REQUIREMENT
Below are the records; tally the lines in them that include the word "screen" and reply with the number alone.

SUPPLIED RECORDS

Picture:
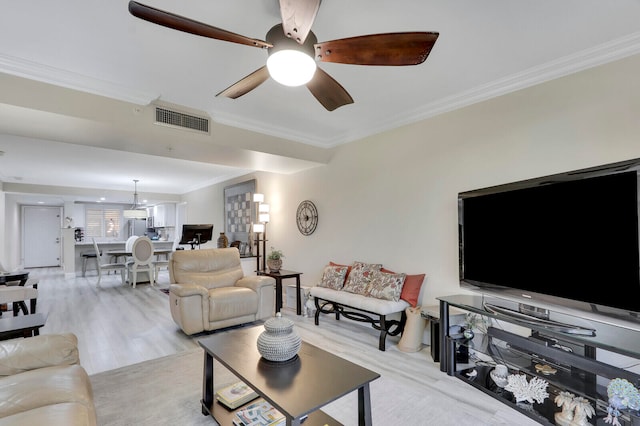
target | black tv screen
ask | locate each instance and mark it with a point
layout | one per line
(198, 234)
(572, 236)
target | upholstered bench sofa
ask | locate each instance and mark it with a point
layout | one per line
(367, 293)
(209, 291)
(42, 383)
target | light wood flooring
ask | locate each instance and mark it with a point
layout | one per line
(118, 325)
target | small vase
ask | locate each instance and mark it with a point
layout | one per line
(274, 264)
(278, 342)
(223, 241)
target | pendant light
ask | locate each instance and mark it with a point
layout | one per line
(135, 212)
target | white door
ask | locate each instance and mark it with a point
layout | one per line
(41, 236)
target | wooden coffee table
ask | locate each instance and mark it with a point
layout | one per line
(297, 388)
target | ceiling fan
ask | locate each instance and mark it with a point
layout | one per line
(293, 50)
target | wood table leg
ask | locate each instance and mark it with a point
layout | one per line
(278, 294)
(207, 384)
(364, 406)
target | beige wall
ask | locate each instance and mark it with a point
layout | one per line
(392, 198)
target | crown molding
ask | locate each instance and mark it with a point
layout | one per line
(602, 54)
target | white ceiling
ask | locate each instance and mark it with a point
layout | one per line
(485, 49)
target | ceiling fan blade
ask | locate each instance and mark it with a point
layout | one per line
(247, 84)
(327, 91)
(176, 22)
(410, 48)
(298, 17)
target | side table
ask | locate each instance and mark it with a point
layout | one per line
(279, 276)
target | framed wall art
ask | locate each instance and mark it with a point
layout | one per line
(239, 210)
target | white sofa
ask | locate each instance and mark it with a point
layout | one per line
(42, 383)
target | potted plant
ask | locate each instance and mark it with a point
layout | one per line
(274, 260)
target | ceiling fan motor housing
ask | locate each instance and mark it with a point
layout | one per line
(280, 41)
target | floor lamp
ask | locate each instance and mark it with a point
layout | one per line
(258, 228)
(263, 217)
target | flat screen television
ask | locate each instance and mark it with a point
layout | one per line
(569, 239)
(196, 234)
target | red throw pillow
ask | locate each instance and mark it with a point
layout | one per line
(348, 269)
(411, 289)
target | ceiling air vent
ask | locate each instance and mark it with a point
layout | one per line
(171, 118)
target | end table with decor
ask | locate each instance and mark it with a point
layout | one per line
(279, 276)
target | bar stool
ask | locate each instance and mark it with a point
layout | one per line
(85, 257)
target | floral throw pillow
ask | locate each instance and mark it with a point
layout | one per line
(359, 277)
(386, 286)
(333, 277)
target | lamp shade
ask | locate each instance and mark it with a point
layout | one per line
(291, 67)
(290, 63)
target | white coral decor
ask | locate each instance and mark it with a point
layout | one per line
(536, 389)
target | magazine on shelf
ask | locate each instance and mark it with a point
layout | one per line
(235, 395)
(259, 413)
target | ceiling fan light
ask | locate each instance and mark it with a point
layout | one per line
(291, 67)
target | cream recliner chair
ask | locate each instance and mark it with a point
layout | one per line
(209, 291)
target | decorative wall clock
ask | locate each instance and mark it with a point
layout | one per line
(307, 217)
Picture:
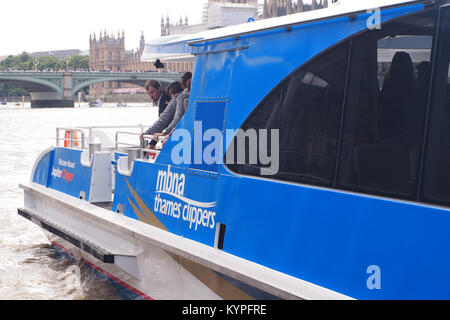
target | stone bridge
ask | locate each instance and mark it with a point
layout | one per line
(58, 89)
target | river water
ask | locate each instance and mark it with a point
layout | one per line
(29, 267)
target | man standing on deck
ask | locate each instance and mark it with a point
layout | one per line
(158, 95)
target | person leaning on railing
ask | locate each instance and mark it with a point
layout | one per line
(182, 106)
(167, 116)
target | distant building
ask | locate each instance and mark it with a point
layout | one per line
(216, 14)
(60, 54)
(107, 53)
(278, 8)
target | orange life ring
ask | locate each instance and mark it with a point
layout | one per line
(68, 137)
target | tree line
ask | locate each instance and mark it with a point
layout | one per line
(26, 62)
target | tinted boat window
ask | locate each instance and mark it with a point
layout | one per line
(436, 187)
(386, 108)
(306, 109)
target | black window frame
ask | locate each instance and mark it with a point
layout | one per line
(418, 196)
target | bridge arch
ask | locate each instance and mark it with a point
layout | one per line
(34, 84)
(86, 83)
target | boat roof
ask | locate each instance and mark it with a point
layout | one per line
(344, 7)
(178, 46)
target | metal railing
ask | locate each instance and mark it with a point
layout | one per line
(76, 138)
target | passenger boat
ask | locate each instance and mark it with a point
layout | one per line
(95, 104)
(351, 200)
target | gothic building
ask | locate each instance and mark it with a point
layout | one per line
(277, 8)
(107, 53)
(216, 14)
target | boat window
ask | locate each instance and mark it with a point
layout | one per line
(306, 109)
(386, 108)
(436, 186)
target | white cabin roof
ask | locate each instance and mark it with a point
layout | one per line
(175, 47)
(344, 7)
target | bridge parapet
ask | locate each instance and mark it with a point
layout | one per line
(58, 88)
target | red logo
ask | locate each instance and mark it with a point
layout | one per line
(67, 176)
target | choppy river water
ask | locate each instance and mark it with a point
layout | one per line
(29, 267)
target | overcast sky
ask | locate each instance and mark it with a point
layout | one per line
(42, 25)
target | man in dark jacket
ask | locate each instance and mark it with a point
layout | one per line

OUTPUT OF THE EXERCISE
2